Input material:
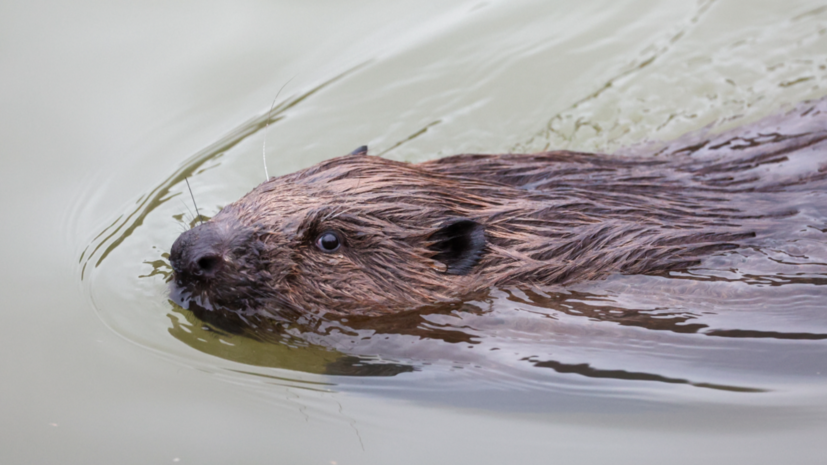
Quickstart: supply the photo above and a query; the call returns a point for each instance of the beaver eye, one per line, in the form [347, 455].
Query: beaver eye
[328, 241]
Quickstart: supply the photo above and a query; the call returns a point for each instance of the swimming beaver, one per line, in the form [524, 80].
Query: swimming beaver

--

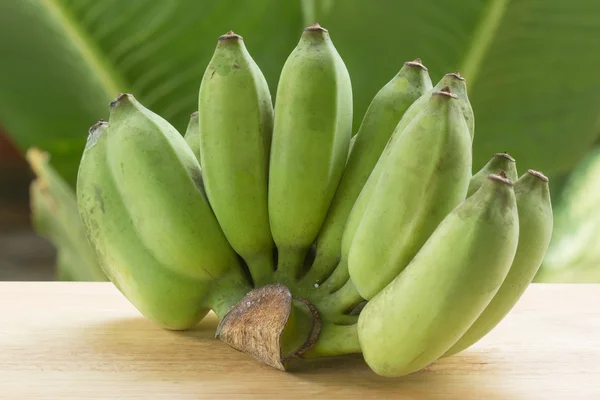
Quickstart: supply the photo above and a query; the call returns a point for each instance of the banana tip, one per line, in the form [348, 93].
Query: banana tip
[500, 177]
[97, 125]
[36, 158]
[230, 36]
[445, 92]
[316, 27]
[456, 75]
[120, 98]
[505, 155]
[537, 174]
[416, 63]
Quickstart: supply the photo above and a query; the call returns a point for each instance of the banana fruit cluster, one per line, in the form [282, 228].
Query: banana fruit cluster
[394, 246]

==

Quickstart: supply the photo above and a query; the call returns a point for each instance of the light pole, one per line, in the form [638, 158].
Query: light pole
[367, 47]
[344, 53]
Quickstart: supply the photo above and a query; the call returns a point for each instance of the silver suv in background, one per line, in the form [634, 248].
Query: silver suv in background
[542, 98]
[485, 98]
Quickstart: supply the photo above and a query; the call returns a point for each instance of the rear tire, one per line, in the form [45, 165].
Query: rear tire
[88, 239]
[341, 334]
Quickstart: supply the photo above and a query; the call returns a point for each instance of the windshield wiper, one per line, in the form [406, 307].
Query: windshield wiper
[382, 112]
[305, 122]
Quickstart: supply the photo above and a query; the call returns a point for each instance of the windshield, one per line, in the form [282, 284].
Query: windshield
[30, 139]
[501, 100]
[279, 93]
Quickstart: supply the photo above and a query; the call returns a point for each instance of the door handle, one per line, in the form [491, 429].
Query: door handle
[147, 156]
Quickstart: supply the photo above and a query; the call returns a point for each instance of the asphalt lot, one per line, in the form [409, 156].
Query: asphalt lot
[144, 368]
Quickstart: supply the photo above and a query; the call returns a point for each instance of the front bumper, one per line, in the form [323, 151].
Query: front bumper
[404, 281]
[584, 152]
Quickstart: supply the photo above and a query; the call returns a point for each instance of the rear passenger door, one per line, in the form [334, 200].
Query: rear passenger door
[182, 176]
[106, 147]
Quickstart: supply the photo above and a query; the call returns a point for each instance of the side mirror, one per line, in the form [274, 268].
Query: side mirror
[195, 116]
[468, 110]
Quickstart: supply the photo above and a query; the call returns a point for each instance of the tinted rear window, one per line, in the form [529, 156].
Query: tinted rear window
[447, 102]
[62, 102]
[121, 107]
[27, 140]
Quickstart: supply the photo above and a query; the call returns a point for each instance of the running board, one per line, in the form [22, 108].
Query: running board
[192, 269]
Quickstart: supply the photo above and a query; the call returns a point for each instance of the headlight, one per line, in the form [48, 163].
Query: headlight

The task:
Locate every line in the records that contains the word "passenger" and copy each of those lines.

Output below:
Quickstart: supply the photo above and a query; the call returns a point for each instance of the rear passenger door, one per line, in the form [334, 200].
Query: rear passenger door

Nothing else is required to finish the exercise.